Circuit Impedance ( not 16 ohms ) Part "A"
Quote:
Originally Posted by MarkT
,,,, snip ,, Any idea (or speculation) on WHY JBL would do that? It would have been just as easy to create fixed L-pad that maintained 16 ohms.
- My speculation ( for one reason ) is that by changing impedances within separate portions of the same network, JBLs' crossover designers, can economize on the overall price of parts.
- Ie; Smaller Coil sizes can be used when "passives" are working into lower impedances ( though cap sizes do need to go up ). All in all , the price of copper ( by the pound ) likely overshadows the extra cost of the necessary larger size ( Mylar or Electrolytic type ) caps .
- There may also be a "damping" preference . I know that a low value parallel resistor does offer more circuit damping ( at least to my ears ) when used with a compression driver .
:)
Circuit Impedance ( not 16 ohms ) Part "B"

********

**WRITTEN REQUEST A**
Please print the stretch of the crossover impedance post from "- My speculation" through "type ) caps ." word for word.

**INPUT MATERIAL**
********

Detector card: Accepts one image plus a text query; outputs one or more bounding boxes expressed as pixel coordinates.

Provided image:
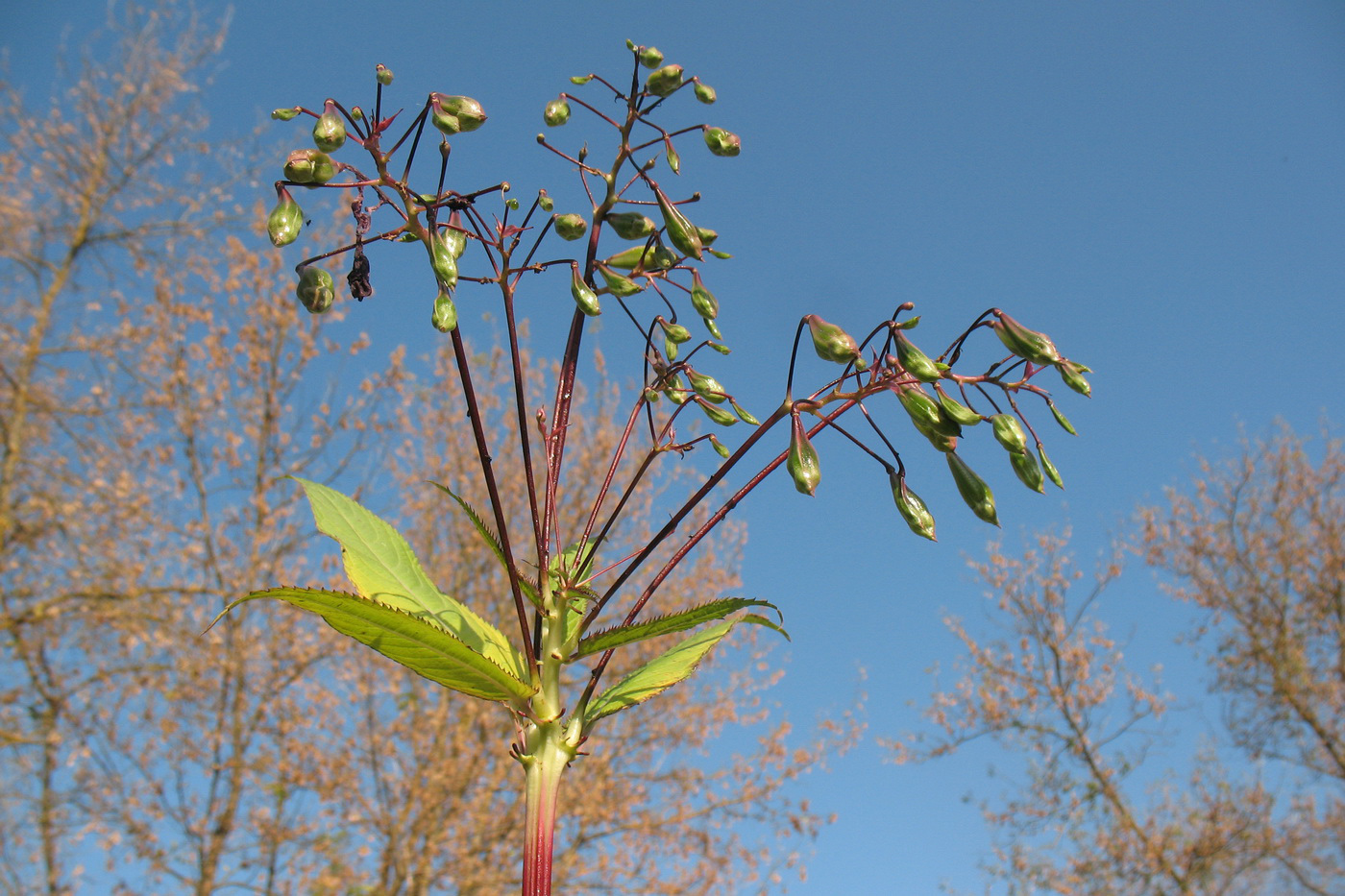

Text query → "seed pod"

********

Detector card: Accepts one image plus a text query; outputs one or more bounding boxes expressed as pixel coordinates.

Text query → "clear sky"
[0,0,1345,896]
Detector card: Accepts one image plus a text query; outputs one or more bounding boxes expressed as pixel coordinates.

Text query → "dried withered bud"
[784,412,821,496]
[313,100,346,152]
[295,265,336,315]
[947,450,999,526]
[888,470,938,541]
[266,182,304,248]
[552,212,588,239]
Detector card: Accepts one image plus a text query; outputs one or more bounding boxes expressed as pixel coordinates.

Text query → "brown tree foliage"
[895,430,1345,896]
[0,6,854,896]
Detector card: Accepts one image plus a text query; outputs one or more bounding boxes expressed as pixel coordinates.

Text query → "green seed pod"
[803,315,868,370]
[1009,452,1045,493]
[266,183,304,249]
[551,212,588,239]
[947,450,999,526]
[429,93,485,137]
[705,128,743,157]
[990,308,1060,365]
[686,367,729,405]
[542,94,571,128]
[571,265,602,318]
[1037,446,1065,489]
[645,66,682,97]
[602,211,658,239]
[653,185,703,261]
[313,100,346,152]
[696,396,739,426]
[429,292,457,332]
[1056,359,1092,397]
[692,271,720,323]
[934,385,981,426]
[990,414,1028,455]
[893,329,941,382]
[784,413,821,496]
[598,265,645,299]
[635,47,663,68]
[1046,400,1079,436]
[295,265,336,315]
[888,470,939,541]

********

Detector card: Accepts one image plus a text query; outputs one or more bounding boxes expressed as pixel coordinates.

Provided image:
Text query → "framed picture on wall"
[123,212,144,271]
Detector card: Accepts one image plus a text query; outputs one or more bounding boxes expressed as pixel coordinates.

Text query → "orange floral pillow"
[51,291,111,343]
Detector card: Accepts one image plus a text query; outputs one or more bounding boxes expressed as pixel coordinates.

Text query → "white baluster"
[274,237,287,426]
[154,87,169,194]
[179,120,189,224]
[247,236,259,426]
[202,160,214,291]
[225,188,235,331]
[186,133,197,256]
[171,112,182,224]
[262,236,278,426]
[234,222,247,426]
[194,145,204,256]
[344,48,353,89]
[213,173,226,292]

********

**WRITTEN REQUEST B**
Count the lines in the records that contain the word "seed". Give only the number.

**EXPECTED OUTPUT A**
- My speculation ( for one reason ) is that by changing impedances within separate portions of the same network, JBLs' crossover designers, can economize on the overall price of parts.
- Ie; Smaller Coil sizes can be used when "passives" are working into lower impedances ( though cap sizes do need to go up ). All in all , the price of copper ( by the pound ) likely overshadows the extra cost of the necessary larger size ( Mylar or Electrolytic type ) caps .

**EXPECTED OUTPUT B**
2